#### [WHAT THE TASK ASKS]
The lines you return must be all those in the data that hold the string "wooden".

#### [DATA EXTRACTS]

--

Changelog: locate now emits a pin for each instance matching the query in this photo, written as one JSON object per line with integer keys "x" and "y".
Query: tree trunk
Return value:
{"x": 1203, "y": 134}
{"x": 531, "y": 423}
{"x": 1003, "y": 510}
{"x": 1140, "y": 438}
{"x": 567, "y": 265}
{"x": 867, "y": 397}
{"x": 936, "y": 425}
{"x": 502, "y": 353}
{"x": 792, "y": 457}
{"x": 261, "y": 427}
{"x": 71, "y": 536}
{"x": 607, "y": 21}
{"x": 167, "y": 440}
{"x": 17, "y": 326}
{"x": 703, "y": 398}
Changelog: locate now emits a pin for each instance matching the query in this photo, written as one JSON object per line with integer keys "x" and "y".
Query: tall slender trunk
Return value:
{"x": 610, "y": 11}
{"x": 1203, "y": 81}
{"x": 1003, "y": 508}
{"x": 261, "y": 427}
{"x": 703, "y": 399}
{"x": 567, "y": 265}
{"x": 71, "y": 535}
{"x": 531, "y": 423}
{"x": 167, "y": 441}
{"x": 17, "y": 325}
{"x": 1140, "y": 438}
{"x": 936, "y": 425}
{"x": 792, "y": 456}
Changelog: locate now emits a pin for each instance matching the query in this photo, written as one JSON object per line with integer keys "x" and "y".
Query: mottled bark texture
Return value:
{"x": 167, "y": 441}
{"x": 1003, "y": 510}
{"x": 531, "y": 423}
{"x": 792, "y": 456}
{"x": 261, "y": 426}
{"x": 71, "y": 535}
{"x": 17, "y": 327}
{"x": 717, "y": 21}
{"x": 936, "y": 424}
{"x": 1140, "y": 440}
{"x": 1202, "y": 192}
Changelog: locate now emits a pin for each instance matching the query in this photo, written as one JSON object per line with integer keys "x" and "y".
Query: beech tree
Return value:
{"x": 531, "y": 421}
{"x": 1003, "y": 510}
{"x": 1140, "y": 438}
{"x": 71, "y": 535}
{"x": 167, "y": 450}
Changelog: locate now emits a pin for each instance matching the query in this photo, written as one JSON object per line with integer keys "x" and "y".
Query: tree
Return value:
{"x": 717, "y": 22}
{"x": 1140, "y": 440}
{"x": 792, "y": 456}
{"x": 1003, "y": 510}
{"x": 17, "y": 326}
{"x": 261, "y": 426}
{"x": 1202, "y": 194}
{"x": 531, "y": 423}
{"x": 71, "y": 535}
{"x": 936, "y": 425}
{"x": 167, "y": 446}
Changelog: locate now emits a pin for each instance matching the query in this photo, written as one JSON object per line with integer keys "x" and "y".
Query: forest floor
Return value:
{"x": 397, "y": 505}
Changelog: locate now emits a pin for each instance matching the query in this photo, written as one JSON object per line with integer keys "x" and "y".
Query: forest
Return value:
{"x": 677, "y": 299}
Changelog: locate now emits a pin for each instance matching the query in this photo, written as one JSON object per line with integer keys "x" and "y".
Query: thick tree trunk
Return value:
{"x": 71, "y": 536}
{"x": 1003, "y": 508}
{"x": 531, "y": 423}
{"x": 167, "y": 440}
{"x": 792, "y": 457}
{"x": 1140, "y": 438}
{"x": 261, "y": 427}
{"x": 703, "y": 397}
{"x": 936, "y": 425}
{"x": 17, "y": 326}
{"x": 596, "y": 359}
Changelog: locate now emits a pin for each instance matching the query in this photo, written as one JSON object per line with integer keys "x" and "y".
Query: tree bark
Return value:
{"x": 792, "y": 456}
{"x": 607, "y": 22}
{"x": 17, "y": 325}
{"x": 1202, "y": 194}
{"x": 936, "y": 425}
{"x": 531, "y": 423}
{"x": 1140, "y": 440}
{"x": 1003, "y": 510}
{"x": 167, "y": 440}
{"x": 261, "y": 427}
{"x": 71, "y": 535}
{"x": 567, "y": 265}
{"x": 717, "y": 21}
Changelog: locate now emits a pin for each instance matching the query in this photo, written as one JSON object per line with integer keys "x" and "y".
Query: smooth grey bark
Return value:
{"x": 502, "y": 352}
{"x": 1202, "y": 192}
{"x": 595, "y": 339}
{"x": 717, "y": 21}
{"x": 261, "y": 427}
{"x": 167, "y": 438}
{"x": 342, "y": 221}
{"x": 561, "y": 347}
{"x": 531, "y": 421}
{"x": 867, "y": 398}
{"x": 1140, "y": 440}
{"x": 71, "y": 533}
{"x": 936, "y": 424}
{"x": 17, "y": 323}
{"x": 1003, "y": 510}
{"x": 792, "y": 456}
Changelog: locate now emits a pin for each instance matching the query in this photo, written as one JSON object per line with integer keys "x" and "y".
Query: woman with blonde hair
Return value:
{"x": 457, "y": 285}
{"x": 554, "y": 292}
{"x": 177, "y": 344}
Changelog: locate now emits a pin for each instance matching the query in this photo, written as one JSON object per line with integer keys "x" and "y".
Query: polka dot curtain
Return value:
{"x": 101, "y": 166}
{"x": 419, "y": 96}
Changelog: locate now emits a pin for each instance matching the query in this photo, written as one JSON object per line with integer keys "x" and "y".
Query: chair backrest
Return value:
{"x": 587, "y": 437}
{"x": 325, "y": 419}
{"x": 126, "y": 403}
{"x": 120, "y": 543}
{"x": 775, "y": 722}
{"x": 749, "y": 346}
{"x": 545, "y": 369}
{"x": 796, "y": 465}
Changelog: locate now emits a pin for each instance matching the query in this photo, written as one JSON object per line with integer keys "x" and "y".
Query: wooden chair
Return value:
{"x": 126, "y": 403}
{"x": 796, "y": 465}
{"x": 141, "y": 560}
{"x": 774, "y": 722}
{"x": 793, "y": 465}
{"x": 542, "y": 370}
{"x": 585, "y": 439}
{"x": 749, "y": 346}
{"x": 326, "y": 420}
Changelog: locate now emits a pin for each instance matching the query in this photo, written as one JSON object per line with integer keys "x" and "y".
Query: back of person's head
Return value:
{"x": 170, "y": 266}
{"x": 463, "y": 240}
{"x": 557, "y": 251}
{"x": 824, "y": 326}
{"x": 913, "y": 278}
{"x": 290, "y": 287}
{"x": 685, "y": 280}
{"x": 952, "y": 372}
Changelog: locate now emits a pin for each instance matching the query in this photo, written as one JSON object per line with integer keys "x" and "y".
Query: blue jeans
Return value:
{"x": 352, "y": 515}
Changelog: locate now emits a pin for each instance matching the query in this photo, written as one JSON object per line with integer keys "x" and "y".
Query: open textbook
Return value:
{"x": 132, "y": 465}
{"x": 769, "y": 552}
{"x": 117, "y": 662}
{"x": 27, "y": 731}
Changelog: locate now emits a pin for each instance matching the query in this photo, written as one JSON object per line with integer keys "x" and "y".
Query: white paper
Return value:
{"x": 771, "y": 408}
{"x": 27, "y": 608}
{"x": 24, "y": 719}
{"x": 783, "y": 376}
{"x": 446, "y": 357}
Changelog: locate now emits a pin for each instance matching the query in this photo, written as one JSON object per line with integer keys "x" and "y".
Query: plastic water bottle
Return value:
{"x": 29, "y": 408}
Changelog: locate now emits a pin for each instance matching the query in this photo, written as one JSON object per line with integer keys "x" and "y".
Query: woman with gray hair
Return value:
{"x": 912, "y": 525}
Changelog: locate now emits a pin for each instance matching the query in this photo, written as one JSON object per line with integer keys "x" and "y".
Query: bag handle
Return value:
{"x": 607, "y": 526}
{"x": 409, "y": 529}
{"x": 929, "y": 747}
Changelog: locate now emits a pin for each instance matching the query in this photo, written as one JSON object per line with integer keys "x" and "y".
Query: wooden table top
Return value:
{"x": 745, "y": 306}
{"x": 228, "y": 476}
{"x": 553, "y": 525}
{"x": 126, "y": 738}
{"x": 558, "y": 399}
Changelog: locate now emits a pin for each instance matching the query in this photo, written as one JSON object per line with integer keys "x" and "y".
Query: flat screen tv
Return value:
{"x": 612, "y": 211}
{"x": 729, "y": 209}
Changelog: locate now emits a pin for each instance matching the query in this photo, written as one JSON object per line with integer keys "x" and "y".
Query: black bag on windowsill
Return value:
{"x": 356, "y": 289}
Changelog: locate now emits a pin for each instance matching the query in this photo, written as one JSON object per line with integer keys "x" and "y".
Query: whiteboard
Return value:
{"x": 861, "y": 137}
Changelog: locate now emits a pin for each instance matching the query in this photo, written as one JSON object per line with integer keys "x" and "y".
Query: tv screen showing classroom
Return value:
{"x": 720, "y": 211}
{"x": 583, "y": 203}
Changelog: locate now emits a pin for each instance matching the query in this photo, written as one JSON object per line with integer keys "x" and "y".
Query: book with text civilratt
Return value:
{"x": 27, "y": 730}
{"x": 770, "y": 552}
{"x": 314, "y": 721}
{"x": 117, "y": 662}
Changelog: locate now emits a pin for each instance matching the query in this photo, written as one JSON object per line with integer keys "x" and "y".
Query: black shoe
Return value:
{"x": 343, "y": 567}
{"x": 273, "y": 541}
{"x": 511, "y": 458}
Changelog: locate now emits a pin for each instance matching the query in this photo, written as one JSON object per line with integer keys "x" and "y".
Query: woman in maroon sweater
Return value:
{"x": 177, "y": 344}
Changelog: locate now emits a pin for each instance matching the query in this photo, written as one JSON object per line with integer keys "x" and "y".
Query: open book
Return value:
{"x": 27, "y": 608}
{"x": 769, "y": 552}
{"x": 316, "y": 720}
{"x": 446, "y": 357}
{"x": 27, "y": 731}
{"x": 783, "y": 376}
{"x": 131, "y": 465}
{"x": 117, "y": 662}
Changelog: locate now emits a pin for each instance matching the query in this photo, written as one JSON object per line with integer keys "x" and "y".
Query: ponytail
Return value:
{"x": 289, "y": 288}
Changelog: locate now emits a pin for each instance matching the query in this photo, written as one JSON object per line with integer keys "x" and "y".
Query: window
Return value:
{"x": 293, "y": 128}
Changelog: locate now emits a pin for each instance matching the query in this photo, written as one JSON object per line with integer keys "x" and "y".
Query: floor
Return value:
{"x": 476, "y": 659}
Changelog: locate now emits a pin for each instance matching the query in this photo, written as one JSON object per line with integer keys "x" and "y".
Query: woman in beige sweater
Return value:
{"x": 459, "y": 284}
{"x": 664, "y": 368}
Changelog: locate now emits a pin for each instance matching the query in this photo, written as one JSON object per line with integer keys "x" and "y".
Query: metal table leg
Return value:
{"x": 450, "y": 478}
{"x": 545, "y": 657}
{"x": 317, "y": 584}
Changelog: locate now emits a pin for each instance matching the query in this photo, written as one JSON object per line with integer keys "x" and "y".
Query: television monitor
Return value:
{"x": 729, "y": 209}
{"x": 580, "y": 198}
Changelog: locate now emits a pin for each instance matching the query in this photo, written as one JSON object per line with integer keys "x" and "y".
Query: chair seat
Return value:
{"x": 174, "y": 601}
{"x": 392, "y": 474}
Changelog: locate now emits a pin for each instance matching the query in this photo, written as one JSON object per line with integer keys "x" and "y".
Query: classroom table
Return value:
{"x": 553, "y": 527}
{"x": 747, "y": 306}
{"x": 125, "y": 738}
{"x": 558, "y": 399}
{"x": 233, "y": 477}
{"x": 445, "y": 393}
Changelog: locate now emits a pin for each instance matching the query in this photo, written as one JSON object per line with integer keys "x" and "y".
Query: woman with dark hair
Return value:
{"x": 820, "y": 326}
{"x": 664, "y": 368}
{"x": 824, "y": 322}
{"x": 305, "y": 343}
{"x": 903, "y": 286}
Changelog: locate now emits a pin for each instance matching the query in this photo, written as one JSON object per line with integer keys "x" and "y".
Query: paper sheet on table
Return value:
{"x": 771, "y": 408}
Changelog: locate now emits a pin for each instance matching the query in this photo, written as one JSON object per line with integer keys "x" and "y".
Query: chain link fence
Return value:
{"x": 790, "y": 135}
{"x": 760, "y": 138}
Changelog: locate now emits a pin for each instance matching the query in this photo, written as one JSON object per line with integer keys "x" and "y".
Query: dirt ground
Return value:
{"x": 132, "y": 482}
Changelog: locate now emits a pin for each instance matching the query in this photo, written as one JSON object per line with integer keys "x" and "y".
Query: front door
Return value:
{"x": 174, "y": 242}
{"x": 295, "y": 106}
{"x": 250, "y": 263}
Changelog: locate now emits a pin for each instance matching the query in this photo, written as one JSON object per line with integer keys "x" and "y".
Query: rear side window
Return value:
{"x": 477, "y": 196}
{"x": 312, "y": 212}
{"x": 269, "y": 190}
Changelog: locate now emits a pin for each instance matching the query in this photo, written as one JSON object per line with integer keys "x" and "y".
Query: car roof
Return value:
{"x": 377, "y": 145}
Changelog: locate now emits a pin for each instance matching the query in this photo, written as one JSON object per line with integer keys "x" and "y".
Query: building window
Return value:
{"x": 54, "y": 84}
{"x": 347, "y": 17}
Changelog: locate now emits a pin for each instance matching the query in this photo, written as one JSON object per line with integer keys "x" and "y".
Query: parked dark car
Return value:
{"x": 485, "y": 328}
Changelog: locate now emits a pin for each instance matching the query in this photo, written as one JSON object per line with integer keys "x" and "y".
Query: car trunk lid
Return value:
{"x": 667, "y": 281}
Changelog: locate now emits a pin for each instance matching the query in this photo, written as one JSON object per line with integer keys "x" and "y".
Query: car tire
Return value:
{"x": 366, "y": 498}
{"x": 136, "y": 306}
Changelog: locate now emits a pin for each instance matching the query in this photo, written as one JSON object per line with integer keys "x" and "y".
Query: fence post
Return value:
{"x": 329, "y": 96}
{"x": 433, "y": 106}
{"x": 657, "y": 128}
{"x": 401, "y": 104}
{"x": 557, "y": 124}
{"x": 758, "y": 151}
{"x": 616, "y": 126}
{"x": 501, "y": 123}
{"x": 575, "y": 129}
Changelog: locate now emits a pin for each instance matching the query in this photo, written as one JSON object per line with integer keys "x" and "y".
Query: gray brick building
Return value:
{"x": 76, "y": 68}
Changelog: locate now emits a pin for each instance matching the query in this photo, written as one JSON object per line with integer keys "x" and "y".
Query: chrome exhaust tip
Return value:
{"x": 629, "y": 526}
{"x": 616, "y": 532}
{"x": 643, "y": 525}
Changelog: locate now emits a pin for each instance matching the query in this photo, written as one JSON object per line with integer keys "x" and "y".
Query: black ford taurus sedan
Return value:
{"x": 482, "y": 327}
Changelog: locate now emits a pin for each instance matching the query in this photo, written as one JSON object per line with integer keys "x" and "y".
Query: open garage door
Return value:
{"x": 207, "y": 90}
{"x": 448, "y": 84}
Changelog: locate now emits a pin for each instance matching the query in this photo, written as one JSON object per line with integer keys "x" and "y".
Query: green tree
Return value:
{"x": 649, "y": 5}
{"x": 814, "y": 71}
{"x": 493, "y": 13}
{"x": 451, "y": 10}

--

#### [ANSWER SPACE]
Query: wooden chair
Query: wooden table top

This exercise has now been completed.